**Problem**
Your answer needs to include each line of the records in which the string "after" can be found.

**Dataset**
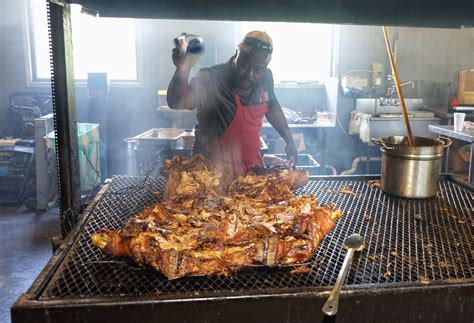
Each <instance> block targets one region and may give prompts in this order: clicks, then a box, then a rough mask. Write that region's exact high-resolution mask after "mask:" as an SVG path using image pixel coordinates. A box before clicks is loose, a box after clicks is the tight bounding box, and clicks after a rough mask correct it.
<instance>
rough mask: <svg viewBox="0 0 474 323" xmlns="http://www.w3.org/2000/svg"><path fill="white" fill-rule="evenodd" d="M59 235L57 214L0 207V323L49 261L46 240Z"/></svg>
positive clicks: (12, 207) (55, 211) (15, 207)
mask: <svg viewBox="0 0 474 323" xmlns="http://www.w3.org/2000/svg"><path fill="white" fill-rule="evenodd" d="M58 233H59V211H57V210H53V211H48V212H35V211H31V210H28V209H26V208H25V207H23V206H20V207H15V206H0V246H1V247H0V322H2V323H3V322H10V321H11V318H10V307H11V306H12V305H13V303H14V302H15V301H16V299H17V298H18V296H19V295H20V294H21V293H23V292H26V290H27V289H28V288H29V287H30V285H31V283H32V282H33V280H34V279H35V278H36V276H38V274H39V273H40V271H41V270H42V269H43V267H44V265H45V264H46V262H47V261H48V260H49V259H50V258H51V255H52V249H51V241H50V238H51V237H52V236H55V235H58Z"/></svg>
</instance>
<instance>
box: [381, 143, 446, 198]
mask: <svg viewBox="0 0 474 323" xmlns="http://www.w3.org/2000/svg"><path fill="white" fill-rule="evenodd" d="M372 142H373V143H374V144H376V145H378V146H380V150H381V151H382V172H381V173H382V177H381V183H380V188H381V189H382V190H383V191H384V192H386V193H388V194H391V195H395V196H399V197H406V198H429V197H433V196H435V195H436V192H437V191H438V175H439V172H440V167H441V158H442V157H443V149H444V148H445V147H448V146H449V145H451V140H450V139H448V138H443V137H440V138H437V139H431V138H424V137H415V147H411V146H409V145H408V138H407V137H404V136H390V137H384V138H380V139H372Z"/></svg>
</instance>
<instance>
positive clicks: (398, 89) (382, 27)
mask: <svg viewBox="0 0 474 323" xmlns="http://www.w3.org/2000/svg"><path fill="white" fill-rule="evenodd" d="M382 29H383V34H384V36H385V44H386V45H387V51H388V56H389V58H390V65H391V66H392V72H393V78H394V79H395V86H396V87H397V93H398V100H399V101H400V105H401V106H402V114H403V119H404V120H405V126H406V127H407V132H408V144H409V145H410V146H412V147H414V146H415V139H414V138H413V133H412V132H411V127H410V121H409V120H408V113H407V107H406V105H405V98H404V96H403V92H402V87H401V86H400V77H399V76H398V69H397V64H396V63H395V59H394V58H393V52H392V46H391V45H390V39H389V37H388V30H387V27H385V26H382Z"/></svg>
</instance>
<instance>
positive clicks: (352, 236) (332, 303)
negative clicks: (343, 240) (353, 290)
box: [323, 233, 365, 316]
mask: <svg viewBox="0 0 474 323" xmlns="http://www.w3.org/2000/svg"><path fill="white" fill-rule="evenodd" d="M343 246H344V249H347V254H346V257H345V258H344V263H343V264H342V267H341V271H340V272H339V275H338V276H337V280H336V284H334V287H333V289H332V291H331V294H329V298H328V300H327V301H326V303H324V306H323V313H324V314H326V315H329V316H333V315H336V314H337V308H338V305H339V294H340V292H341V288H342V285H343V284H344V282H345V280H346V277H347V273H348V272H349V268H350V266H351V264H352V258H353V256H354V253H355V252H356V251H361V250H362V249H364V247H365V242H364V238H363V237H362V236H361V235H360V234H358V233H354V234H351V235H350V236H348V237H347V238H346V239H345V240H344V244H343Z"/></svg>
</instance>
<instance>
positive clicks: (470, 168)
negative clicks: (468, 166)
mask: <svg viewBox="0 0 474 323" xmlns="http://www.w3.org/2000/svg"><path fill="white" fill-rule="evenodd" d="M429 130H430V131H431V132H433V133H437V134H440V135H443V136H446V137H450V138H454V139H458V140H462V141H466V142H468V143H470V144H471V158H470V161H469V177H468V178H469V183H471V184H474V131H467V130H463V131H454V126H429ZM448 160H449V148H448V151H447V153H446V168H447V165H448V163H447V161H448Z"/></svg>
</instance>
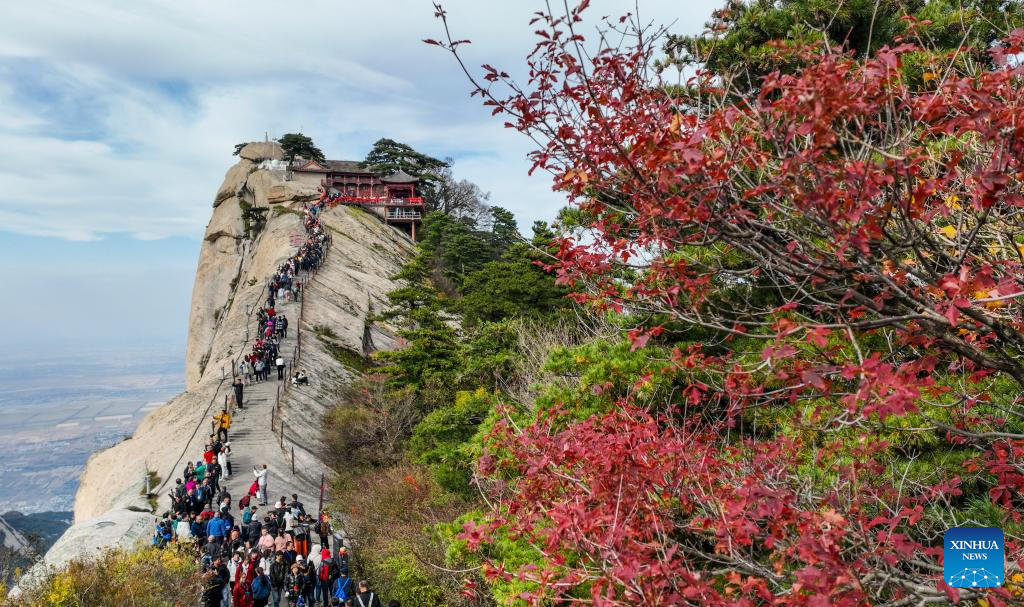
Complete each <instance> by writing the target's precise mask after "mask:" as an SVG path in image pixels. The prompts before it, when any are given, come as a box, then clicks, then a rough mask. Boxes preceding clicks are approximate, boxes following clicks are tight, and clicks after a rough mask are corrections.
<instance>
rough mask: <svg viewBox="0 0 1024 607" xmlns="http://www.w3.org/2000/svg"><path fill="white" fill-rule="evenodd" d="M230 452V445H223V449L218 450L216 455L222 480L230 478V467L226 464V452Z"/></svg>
mask: <svg viewBox="0 0 1024 607" xmlns="http://www.w3.org/2000/svg"><path fill="white" fill-rule="evenodd" d="M230 450H231V443H229V442H228V443H225V444H224V448H222V449H220V452H219V453H217V464H220V470H221V472H222V473H223V475H224V478H231V465H230V464H228V462H227V452H228V451H230Z"/></svg>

**Reply to the exercise**
Each <instance> block targets one region and may give prompts in this order: clicks, then a box, then a rough mask. Write that region's exact high-resolution mask after "mask:" as an SVG path using image pixel coordinates. A box before clicks is loose, a box after clicks is the tight bounding box, and clicks after a rough mask correct it.
Complete each <instance> by writing the target's precise mask after "mask:" as an SVG path in image pixels. The prompts before it, when any are given, come as a box, then clicks, then a rough mask. Boxes preceding clicks are approximate, boxes following clicks are tight, and clicks after a rough mask are corrections.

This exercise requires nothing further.